--- ASSIGNMENT ---
Report back every line in the data that includes the string "orange".

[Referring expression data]
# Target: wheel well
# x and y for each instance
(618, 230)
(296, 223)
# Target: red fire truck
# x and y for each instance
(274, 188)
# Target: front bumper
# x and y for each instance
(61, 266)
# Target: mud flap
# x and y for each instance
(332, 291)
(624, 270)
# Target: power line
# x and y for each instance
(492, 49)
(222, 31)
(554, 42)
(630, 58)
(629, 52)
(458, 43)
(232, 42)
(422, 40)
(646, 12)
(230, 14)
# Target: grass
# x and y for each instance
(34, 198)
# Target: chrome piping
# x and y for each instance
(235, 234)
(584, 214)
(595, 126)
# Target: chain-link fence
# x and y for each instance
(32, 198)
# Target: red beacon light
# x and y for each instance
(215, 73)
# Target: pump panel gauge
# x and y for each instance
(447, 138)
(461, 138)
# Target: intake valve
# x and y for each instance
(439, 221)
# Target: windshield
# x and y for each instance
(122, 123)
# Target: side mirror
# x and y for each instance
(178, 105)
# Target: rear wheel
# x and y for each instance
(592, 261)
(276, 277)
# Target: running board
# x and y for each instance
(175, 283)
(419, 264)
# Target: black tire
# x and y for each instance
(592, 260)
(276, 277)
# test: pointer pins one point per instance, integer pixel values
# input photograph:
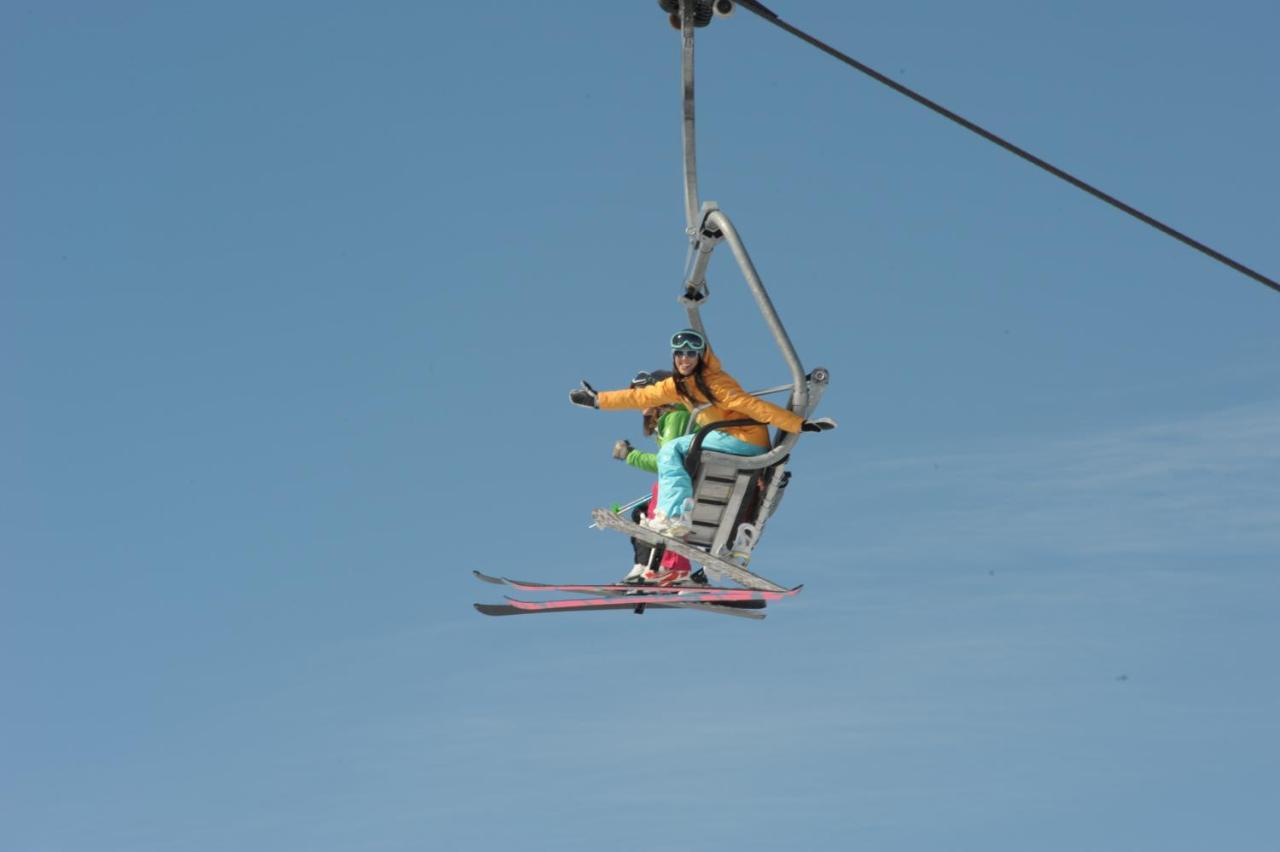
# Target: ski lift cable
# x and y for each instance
(762, 12)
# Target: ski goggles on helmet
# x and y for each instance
(688, 340)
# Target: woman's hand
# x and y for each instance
(821, 425)
(584, 395)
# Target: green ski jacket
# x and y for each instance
(670, 425)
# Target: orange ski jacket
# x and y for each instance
(731, 403)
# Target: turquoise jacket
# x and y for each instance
(670, 425)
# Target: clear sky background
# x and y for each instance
(291, 296)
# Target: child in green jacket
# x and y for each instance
(664, 422)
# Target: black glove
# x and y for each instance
(822, 425)
(584, 395)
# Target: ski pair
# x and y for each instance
(727, 601)
(630, 589)
(717, 566)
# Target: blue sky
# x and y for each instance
(291, 298)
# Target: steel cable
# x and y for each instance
(758, 9)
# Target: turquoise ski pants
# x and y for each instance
(673, 482)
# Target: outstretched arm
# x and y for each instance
(659, 394)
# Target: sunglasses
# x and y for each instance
(688, 340)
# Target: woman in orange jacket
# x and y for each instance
(698, 380)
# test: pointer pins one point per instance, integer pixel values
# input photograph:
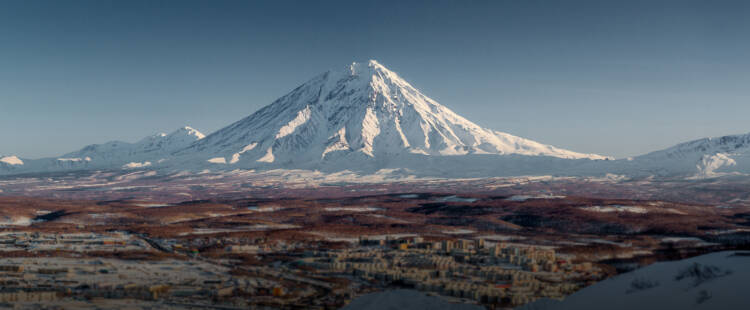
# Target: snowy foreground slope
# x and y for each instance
(713, 281)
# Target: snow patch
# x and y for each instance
(12, 160)
(134, 165)
(217, 160)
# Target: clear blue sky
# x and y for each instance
(612, 77)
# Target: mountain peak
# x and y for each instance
(189, 131)
(11, 160)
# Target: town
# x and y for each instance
(120, 268)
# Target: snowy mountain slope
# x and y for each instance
(10, 163)
(712, 281)
(357, 116)
(702, 158)
(114, 155)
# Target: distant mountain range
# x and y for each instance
(366, 118)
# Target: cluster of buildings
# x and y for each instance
(75, 242)
(490, 274)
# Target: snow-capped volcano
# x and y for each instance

--- TASK RESULT ---
# Target: orange ski jacket
# Target: woman in orange jacket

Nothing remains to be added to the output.